** Page excerpt **
***
It is necessary to foster more positive representations of autism and life with autism in order not to see autistic persons as broken and diseased beings who need to be fixed and made "non-autistic." This task is easier said than done; attempts to change stereotypes about autism can sometimes result in more misunderstanding. Life with autism is only so terrible as we choose to represent it as such. While it is necessary to show compassion for parents who have difficult lives and have made sacrifices for their autistic children, the majority of our concern needs to start with the autistic persons, and to think about how we represent them. Otherwise, we are only reinforcing myths and stereotypes about autism.
“What is Chinese tradition and what is the movies?” writes Maxine Hong Kingston at the beginning of The Woman Warrior: Memoirs of a Girlhood Among Ghosts, which was published 30 years ago last fall. To restate the question: What is autism and what is the movies? Or: How autistic is Rainman?
***
** Recorded information **
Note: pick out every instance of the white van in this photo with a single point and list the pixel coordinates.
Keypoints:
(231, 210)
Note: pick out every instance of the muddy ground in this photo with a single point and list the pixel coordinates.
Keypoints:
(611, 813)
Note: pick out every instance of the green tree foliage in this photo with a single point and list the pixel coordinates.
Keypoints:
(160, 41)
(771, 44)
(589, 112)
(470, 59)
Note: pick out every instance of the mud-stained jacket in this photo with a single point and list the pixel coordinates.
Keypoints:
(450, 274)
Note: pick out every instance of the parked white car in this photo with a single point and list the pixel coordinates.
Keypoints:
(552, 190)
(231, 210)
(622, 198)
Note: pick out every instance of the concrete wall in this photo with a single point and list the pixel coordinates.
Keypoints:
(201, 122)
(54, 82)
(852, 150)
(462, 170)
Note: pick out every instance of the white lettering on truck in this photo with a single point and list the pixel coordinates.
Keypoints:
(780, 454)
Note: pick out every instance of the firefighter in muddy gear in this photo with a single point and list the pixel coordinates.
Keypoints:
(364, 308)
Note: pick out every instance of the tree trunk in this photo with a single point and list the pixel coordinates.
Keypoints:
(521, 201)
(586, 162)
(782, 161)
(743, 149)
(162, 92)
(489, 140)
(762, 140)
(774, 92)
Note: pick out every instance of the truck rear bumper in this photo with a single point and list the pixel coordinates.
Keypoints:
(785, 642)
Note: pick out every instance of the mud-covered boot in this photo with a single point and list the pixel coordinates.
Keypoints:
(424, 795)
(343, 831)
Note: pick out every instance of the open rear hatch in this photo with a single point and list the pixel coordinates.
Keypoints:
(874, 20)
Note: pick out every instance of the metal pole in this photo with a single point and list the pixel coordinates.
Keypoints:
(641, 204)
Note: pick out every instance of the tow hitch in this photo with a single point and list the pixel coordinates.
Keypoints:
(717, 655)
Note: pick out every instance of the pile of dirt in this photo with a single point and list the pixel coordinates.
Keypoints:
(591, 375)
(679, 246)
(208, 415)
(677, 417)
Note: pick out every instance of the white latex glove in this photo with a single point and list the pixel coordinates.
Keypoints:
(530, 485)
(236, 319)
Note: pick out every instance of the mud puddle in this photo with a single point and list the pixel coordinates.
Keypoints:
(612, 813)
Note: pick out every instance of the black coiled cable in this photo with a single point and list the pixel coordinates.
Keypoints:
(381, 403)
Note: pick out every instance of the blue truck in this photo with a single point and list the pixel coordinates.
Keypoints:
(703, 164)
***
** What to do **
Set down, word for word, the part of the passage on autism from "It is necessary to foster" up to and including "stereotypes about autism.".

** Answer area **
It is necessary to foster more positive representations of autism and life with autism in order not to see autistic persons as broken and diseased beings who need to be fixed and made "non-autistic." This task is easier said than done; attempts to change stereotypes about autism can sometimes result in more misunderstanding. Life with autism is only so terrible as we choose to represent it as such. While it is necessary to show compassion for parents who have difficult lives and have made sacrifices for their autistic children, the majority of our concern needs to start with the autistic persons, and to think about how we represent them. Otherwise, we are only reinforcing myths and stereotypes about autism.